**What the task requires**
Rewrite the listing below with every "positive clicks" changed to "foreground clicks", keeping everything else the same.

**Provided records**
————————

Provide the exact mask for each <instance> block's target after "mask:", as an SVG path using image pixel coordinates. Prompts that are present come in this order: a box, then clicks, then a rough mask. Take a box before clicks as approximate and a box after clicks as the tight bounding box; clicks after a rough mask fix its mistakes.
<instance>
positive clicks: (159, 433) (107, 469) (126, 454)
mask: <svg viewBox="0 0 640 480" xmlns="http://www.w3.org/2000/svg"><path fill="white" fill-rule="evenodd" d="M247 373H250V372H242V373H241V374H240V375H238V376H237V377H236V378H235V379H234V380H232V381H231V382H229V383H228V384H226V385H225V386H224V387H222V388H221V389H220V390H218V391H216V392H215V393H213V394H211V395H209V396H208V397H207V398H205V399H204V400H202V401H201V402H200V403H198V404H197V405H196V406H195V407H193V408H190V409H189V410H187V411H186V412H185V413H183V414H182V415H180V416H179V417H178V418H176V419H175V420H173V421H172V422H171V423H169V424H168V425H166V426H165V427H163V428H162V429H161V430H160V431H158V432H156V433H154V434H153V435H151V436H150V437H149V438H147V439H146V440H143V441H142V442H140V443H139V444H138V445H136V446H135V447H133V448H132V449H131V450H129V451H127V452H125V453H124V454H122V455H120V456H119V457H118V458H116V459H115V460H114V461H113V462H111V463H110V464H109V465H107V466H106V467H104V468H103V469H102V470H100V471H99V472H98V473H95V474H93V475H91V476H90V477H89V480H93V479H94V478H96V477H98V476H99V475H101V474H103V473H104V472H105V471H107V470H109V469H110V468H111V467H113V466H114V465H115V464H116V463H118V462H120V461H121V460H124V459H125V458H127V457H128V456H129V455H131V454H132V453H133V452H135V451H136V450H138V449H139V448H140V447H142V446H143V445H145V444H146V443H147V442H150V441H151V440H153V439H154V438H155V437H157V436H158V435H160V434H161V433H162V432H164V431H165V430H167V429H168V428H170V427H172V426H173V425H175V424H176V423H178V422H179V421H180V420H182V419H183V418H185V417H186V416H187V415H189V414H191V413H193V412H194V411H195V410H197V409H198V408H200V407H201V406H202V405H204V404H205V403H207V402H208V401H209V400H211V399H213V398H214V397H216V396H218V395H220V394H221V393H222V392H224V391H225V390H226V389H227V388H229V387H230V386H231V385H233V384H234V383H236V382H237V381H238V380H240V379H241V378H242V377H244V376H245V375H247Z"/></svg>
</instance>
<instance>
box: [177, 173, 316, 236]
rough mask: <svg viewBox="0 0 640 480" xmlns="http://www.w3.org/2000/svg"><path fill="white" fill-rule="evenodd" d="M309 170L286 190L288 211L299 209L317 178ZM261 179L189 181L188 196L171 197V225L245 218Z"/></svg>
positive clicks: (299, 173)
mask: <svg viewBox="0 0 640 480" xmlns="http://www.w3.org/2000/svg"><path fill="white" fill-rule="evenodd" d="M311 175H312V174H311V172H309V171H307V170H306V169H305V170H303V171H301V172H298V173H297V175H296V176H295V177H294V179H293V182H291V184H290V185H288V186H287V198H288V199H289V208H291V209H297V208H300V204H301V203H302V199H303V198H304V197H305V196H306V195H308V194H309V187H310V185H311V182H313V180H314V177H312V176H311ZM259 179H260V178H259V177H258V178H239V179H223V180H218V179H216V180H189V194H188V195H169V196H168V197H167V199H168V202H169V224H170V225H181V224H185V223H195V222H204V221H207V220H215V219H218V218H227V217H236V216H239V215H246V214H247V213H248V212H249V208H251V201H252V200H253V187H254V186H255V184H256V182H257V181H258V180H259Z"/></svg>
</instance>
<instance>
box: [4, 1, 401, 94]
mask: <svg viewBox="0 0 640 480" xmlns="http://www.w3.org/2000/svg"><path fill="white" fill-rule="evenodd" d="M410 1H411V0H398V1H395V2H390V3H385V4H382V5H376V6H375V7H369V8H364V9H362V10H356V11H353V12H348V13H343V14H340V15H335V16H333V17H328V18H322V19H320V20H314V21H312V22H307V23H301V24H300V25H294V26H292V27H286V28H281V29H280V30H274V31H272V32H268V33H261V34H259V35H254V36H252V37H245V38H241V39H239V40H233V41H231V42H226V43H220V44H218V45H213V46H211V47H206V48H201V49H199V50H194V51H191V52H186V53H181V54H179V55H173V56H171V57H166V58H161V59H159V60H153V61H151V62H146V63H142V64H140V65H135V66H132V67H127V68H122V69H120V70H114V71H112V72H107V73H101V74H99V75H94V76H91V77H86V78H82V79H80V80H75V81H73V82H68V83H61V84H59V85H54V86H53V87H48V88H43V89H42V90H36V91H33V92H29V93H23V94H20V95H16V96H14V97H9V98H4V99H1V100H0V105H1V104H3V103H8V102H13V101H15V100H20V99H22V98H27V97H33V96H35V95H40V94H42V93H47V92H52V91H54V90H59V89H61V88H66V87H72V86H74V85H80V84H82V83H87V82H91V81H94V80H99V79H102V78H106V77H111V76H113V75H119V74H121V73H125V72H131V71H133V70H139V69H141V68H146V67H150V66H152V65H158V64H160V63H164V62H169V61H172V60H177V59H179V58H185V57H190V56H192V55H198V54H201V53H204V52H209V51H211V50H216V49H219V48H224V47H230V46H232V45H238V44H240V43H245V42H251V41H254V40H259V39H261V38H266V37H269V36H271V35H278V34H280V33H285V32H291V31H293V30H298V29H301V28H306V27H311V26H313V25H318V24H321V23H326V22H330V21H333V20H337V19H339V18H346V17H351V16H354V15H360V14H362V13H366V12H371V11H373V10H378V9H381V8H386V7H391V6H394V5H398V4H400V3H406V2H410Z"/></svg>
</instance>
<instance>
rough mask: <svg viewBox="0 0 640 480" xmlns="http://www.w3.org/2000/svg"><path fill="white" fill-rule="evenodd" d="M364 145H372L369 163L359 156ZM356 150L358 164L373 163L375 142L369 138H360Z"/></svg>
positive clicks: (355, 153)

————————

**Final answer**
Provide the exact mask for each <instance> block's target after "mask:", as an SVG path using image pixel coordinates. Prompts that are present come in this order: a box, then clicks, then a rough mask. Take a box before clicks as approximate and a box after clicks as the tight bounding box; clicks after a rough mask fix its mistakes.
<instance>
foreground clicks: (159, 433) (107, 469) (126, 454)
mask: <svg viewBox="0 0 640 480" xmlns="http://www.w3.org/2000/svg"><path fill="white" fill-rule="evenodd" d="M247 373H250V372H242V373H241V374H240V375H238V376H237V377H236V378H235V379H234V380H232V381H231V382H229V383H228V384H226V385H225V386H224V387H222V388H221V389H220V390H218V391H216V392H215V393H213V394H211V395H209V396H208V397H207V398H205V399H204V400H202V401H201V402H200V403H198V404H197V405H196V406H195V407H193V408H190V409H189V410H187V411H186V412H185V413H183V414H182V415H180V416H179V417H178V418H176V419H175V420H173V421H172V422H171V423H169V424H168V425H166V426H165V427H163V428H162V429H161V430H160V431H158V432H156V433H154V434H153V435H151V436H150V437H149V438H147V439H146V440H143V441H142V442H140V443H139V444H138V445H136V446H135V447H133V448H132V449H131V450H129V451H127V452H125V453H124V454H122V455H120V456H119V457H118V458H116V459H115V460H114V461H113V462H111V463H110V464H109V465H107V466H106V467H104V468H103V469H102V470H100V471H99V472H98V473H95V474H93V475H91V476H90V477H89V480H93V479H94V478H96V477H98V476H99V475H101V474H103V473H104V472H105V471H107V470H109V469H110V468H111V467H113V466H114V465H115V464H116V463H118V462H120V461H121V460H124V459H125V458H127V457H128V456H129V455H131V454H132V453H133V452H135V451H136V450H138V449H139V448H140V447H142V446H143V445H145V444H146V443H147V442H150V441H151V440H153V439H154V438H155V437H157V436H158V435H160V434H161V433H162V432H164V431H165V430H167V429H168V428H170V427H172V426H173V425H175V424H176V423H178V422H179V421H180V420H182V419H183V418H185V417H186V416H187V415H189V414H191V413H193V412H194V411H195V410H197V409H198V408H200V407H201V406H202V405H204V404H205V403H207V402H208V401H209V400H211V399H213V398H214V397H216V396H218V395H220V394H221V393H222V392H224V391H225V390H226V389H227V388H229V387H230V386H231V385H233V384H234V383H236V382H237V381H238V380H240V379H241V378H242V377H244V376H245V375H247Z"/></svg>
</instance>
<instance>
box: [177, 173, 316, 236]
rough mask: <svg viewBox="0 0 640 480" xmlns="http://www.w3.org/2000/svg"><path fill="white" fill-rule="evenodd" d="M309 170L286 190L288 211L299 209L317 178ZM261 179L189 181L188 196L171 197V225L245 218Z"/></svg>
foreground clicks: (299, 173)
mask: <svg viewBox="0 0 640 480" xmlns="http://www.w3.org/2000/svg"><path fill="white" fill-rule="evenodd" d="M311 175H312V174H311V172H309V171H307V170H306V169H305V170H303V171H301V172H298V173H297V175H296V176H295V177H294V179H293V182H291V184H290V185H288V186H287V198H288V199H289V208H291V209H297V208H300V204H301V203H302V199H303V198H304V197H305V196H306V195H308V194H309V187H310V185H311V182H313V180H314V177H312V176H311ZM259 179H260V178H259V177H258V178H239V179H223V180H218V179H216V180H189V194H188V195H169V196H168V197H167V199H168V202H169V224H170V225H181V224H185V223H195V222H204V221H207V220H215V219H218V218H227V217H236V216H239V215H246V214H247V213H248V212H249V208H251V201H252V200H253V187H254V186H255V184H256V182H257V181H258V180H259Z"/></svg>
</instance>
<instance>
box: [4, 1, 401, 94]
mask: <svg viewBox="0 0 640 480" xmlns="http://www.w3.org/2000/svg"><path fill="white" fill-rule="evenodd" d="M410 1H411V0H398V1H395V2H390V3H385V4H382V5H376V6H375V7H369V8H364V9H362V10H356V11H353V12H348V13H343V14H340V15H335V16H333V17H328V18H322V19H320V20H314V21H312V22H307V23H301V24H300V25H294V26H292V27H286V28H281V29H280V30H274V31H272V32H268V33H261V34H259V35H254V36H252V37H245V38H241V39H239V40H233V41H231V42H226V43H220V44H218V45H213V46H211V47H206V48H201V49H199V50H194V51H191V52H186V53H181V54H179V55H173V56H171V57H166V58H161V59H159V60H153V61H151V62H146V63H142V64H140V65H135V66H132V67H127V68H122V69H120V70H114V71H112V72H107V73H101V74H99V75H94V76H91V77H86V78H82V79H80V80H75V81H73V82H68V83H61V84H59V85H54V86H53V87H48V88H43V89H42V90H36V91H33V92H29V93H23V94H20V95H16V96H14V97H9V98H4V99H1V100H0V105H1V104H3V103H8V102H13V101H15V100H20V99H22V98H27V97H33V96H35V95H40V94H42V93H47V92H52V91H54V90H59V89H61V88H66V87H72V86H74V85H80V84H82V83H87V82H91V81H94V80H99V79H102V78H106V77H111V76H113V75H119V74H121V73H125V72H131V71H133V70H139V69H141V68H146V67H150V66H152V65H158V64H160V63H164V62H169V61H172V60H177V59H179V58H185V57H190V56H192V55H198V54H201V53H204V52H209V51H211V50H216V49H219V48H224V47H230V46H232V45H238V44H240V43H245V42H251V41H254V40H259V39H261V38H266V37H269V36H271V35H278V34H280V33H285V32H291V31H293V30H298V29H301V28H306V27H311V26H313V25H318V24H321V23H326V22H330V21H333V20H337V19H339V18H346V17H351V16H354V15H360V14H362V13H366V12H371V11H373V10H378V9H381V8H386V7H391V6H394V5H398V4H400V3H406V2H410Z"/></svg>
</instance>
<instance>
rough mask: <svg viewBox="0 0 640 480" xmlns="http://www.w3.org/2000/svg"><path fill="white" fill-rule="evenodd" d="M364 145H372L369 163L359 156ZM356 150L358 164L373 163L375 142L369 138H360Z"/></svg>
foreground clicks: (355, 153)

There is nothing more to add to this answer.